* **Raw data**
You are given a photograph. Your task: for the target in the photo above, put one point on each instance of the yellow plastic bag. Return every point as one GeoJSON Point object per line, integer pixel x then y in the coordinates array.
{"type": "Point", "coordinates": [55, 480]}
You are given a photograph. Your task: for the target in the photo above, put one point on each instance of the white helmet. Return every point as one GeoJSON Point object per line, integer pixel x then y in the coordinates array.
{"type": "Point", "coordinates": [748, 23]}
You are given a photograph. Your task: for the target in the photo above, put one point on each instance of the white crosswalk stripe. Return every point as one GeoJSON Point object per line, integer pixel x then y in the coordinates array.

* **Task statement**
Type out every record above once more, exactly.

* **Exercise output**
You are given a photograph. Your task: for the target in the photo above, put one point on each instance of the yellow plastic bag. Return every point as one GeoJSON Point object per line, integer pixel x then y in the coordinates array.
{"type": "Point", "coordinates": [55, 480]}
You are given a photograph. Your task: for the target in the photo above, put one point on each instance of the white helmet. Return every point as one GeoJSON Point object per line, integer pixel x then y in the coordinates array.
{"type": "Point", "coordinates": [748, 23]}
You are given a photograph. Your task: for the target in the photo above, put one point on each instance of the white crosswalk stripe. Return every point as one GeoJSON Point object per line, integer pixel x then y in the coordinates array.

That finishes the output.